_Artikel_.
::::::

Wie es zu einem Essay über Resonanz im chilenischen Patagonien kommt

Im August 2022 habe ich angefangen, als wissenschaftliche Hilfskraft im URBNANCE Projekt mitzuarbeiten und bin noch im gleichen Monat nach Chile gezogen. Meine Arbeit für URBNANCE hat darum im Kontext Chiles stattgefunden und es sind Schnittstellen zwischen den Inhalten des Projekts und meinen Erlebnissen in Südamerika entstanden. Zum Beispiel hat es mir der Hintergrund der Resonanztheorie von  Hartmut Rosa (2019) ermöglicht, meine Erfahrungen in Chile neu zu interpretieren und in diesem Essay möchte ich einen Teil dieser Reflexionen mit euch teilen.

Chiles Vielfalt und ihr resonanzbezogener Widerschein

Chile ist ein unheimlich kontrastreiches Land. Es beherbergt einerseits Orte, die so entlegen sind, dass menschliche Einflüsse sie kaum erreichen, und andererseits die von Menschen überquellende Hauptstadt Santiago. Chile ist eines der längsten Länder der Welt und zwischen seinen nördlichsten und südlichsten Punkten liegen über 4.300 km. Auf Europa übertragen reicht die Länge Chiles damit über den Norden Norwegens und den Süden Spaniens hinaus. Gleichzeitig leben über 6 Millionen Menschen und somit fast die Hälfte der Chilen*innen in der Metropolregion Santiagos. Dies bedingt, dass der südlichste Raum Chiles kaum besiedelt ist und die Natur dort nur wenige menschliche Interventionen erlebt hat. Dort befindet sich die Region Patagonien, in die ich von Santiago aus nach etwa 17 Stunden Bus- und 30 Stunden Fährfahrt gelangt bin. Zwischen Santiago und Patagonien liegen nicht nur etliche Kilometer und Reisestunden, sondern auch Welten, was die Atmosphäre der Orte betrifft.

::::::

_Schriftlicher Auftrag 1_. Schreib bitte aus der Auflistung die Zeilen von der Zeile mit „# Outline the region of every instance of the dark“ bis zum Ende der Auflistung unverändert ab, beide Enden eingeschlossen.
Die Auflistung steht in keinem Zusammenhang mit dem Artikel.

::::::

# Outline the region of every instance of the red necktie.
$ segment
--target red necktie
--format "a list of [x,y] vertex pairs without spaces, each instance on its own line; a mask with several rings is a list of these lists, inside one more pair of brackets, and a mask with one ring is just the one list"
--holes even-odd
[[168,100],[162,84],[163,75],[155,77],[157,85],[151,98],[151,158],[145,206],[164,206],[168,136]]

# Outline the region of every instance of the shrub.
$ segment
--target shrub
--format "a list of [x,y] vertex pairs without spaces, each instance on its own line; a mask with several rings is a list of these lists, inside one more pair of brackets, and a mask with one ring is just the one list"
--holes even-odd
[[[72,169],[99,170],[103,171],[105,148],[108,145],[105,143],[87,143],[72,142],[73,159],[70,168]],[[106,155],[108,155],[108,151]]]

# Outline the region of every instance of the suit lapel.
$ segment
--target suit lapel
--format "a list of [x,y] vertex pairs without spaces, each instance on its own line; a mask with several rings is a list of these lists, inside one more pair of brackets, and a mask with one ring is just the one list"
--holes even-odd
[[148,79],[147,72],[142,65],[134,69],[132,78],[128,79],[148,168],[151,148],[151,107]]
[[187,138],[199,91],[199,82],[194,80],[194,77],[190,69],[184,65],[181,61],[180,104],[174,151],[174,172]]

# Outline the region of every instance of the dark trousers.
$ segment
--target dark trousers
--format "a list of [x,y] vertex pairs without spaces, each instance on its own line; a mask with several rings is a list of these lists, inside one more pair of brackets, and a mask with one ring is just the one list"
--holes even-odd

::::::

_Schriftlicher Auftrag 2_. Wie viele Menschen leben laut dem Artikel über Chile in der Metropolregion Santiagos?

_Ergebnis 1_.
# Outline the region of every instance of the dark trousers.
$ segment
--target dark trousers
--format "a list of [x,y] vertex pairs without spaces, each instance on its own line; a mask with several rings is a list of these lists, inside one more pair of brackets, and a mask with one ring is just the one list"
--holes even-odd

_Ergebnis 2_. Über 6 Millionen Menschen, also fast die Hälfte der Chilen*innen.